Avalanche is top phishing gang by far this year

One group responsible for 25 per cent of all phishing attacks in first six months of this year

A single group of attackers accounted for a quarter of all phishing in the first half of this year, according to a new study.

Called Avalanche, the gang started work late last year and has been increasing its activity since, according to a report by the Anti-Phishing Working Group.  "This criminal operation is one of the most sophisticated and damaging on the Internet and targets vulnerable or non-responsive registrars and registries," the report says.

The group attacks financial institutions, online services and job-search providers using fast-flux techniques that hide its actual attack sites behind an ever changing group of proxy machines, mainly hacked consumer computers, according to APWG's latest Global Phishing Survey.

> What to produce
In the article about the Avalanche phishing gang, which organization produced the report?

> Extracted data

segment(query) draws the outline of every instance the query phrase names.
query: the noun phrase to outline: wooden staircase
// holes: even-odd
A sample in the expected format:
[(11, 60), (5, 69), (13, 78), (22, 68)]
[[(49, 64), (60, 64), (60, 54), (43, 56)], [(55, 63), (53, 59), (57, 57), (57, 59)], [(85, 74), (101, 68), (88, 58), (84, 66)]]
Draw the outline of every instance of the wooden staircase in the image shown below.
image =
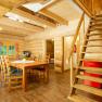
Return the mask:
[[(68, 97), (68, 99), (74, 102), (102, 102), (102, 99), (101, 101), (98, 101), (90, 95), (86, 95), (91, 94), (102, 98), (101, 88), (84, 85), (84, 80), (102, 84), (102, 77), (86, 76), (84, 74), (85, 72), (90, 72), (91, 74), (102, 75), (102, 67), (86, 67), (82, 64), (84, 61), (102, 62), (102, 15), (95, 15), (90, 21), (87, 35), (85, 36), (78, 68)], [(85, 94), (81, 94), (81, 92), (78, 91), (81, 91)]]

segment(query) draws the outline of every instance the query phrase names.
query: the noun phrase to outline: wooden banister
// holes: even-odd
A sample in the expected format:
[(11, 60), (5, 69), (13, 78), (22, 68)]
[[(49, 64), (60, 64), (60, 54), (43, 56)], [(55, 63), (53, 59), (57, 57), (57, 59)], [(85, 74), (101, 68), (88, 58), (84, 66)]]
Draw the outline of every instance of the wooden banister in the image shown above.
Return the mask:
[(73, 40), (73, 42), (72, 42), (72, 48), (71, 48), (71, 52), (69, 52), (69, 58), (68, 58), (68, 60), (71, 59), (71, 56), (72, 56), (72, 54), (73, 54), (73, 52), (74, 52), (74, 46), (75, 46), (75, 42), (76, 42), (77, 37), (78, 37), (78, 35), (79, 35), (79, 29), (80, 29), (80, 27), (81, 27), (81, 24), (82, 24), (82, 21), (84, 21), (84, 16), (85, 16), (85, 13), (82, 13), (82, 15), (81, 15), (81, 17), (80, 17), (80, 21), (79, 21), (79, 23), (78, 23), (78, 26), (77, 26), (77, 29), (76, 29), (76, 34), (75, 34), (74, 40)]
[(82, 21), (84, 21), (84, 17), (85, 17), (85, 13), (82, 13), (81, 17), (80, 17), (80, 21), (78, 23), (78, 26), (77, 26), (77, 29), (76, 29), (76, 34), (74, 36), (74, 39), (73, 39), (73, 42), (72, 42), (72, 48), (71, 48), (71, 52), (69, 52), (69, 58), (68, 58), (68, 62), (71, 62), (71, 87), (73, 86), (73, 80), (74, 80), (74, 67), (73, 67), (73, 53), (74, 53), (74, 47), (75, 47), (75, 43), (76, 43), (76, 40), (77, 40), (77, 37), (79, 36), (79, 30), (80, 30), (80, 27), (81, 27), (81, 24), (82, 24)]
[(88, 16), (93, 16), (93, 0), (74, 0), (74, 2), (78, 4), (79, 8), (81, 8)]

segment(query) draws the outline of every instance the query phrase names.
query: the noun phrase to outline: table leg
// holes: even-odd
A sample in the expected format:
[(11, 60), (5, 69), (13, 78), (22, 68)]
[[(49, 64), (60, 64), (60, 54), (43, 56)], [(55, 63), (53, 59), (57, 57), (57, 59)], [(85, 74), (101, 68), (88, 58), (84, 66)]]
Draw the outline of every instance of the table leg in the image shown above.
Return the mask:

> Task response
The Anti-Phishing Working Group (APWG).